======== DATASET CONTENT ========

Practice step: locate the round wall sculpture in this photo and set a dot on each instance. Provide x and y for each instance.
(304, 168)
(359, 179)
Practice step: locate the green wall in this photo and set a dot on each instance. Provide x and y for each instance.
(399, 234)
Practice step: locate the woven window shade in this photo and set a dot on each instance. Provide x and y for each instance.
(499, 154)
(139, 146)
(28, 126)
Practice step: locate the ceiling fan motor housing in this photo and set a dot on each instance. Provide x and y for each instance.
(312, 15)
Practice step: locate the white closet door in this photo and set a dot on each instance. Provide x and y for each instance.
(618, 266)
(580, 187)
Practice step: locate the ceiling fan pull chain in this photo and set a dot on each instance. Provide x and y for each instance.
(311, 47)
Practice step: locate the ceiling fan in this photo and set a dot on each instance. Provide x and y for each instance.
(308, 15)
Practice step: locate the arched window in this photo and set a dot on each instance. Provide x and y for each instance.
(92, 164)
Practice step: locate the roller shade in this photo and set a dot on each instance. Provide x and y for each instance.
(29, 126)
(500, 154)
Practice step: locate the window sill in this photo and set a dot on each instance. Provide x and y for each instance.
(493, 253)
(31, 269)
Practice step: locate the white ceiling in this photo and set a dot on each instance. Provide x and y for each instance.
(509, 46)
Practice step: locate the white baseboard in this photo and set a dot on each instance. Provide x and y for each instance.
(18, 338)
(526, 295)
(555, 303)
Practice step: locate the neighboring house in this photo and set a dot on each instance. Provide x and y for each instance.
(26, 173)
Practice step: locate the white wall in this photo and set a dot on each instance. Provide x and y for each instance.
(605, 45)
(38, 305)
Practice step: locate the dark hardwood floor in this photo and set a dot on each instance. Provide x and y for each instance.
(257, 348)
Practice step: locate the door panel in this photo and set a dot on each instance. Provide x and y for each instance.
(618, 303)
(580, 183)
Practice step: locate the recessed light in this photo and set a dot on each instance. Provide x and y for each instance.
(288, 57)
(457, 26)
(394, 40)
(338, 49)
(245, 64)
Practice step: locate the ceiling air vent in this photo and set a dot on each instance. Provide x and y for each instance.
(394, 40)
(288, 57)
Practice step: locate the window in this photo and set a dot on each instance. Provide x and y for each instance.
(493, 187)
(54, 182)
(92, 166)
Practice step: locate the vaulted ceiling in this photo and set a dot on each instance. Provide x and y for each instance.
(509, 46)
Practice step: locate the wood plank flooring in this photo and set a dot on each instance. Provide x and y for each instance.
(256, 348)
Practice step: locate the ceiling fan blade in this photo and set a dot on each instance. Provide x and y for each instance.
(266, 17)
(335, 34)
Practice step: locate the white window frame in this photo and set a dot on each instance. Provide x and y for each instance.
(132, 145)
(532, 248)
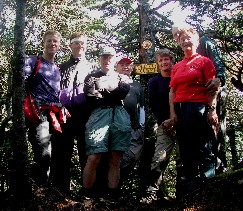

========

REQUIRED TASK:
Reproduce the entries from the line containing "Practice step: locate the door" through the end of the entries, swapping "set a dot" for "place a marker" and leaving everything else unchanged. Omit the pictures from your answer.

SOLUTION TO THIS PROBLEM:
Practice step: locate the door panel in this photo and place a marker on each instance. Provide x and y for each instance.
(618, 303)
(580, 183)
Practice step: locate the recessed light in this photo and place a marker on each instance. Provide x and y for each instance.
(288, 57)
(457, 26)
(394, 40)
(338, 49)
(245, 64)
Practice step: locate the ceiling air vent in this photo and place a marker on each instance. Provide x and y for each instance.
(394, 40)
(288, 57)
Practice step: locate the window in this photo and place a marker on each instance. Provide x and y for each instance.
(493, 187)
(54, 182)
(92, 166)
Practice step: locate the vaulted ceiling in this photo and place a marker on each instance. Provide x and y for each instance.
(509, 46)
Practice step: locate the wood plank flooring in this photo and place a marker on each instance. Provide x and y for each instance.
(256, 348)
Practice step: locate the ceiling fan blade in this photo and place a marker on each instance. Provide x and y for each instance.
(266, 17)
(335, 34)
Practice step: locate the white window frame in this photo and place a marker on each instance. Provide x and y for each instance.
(132, 145)
(532, 248)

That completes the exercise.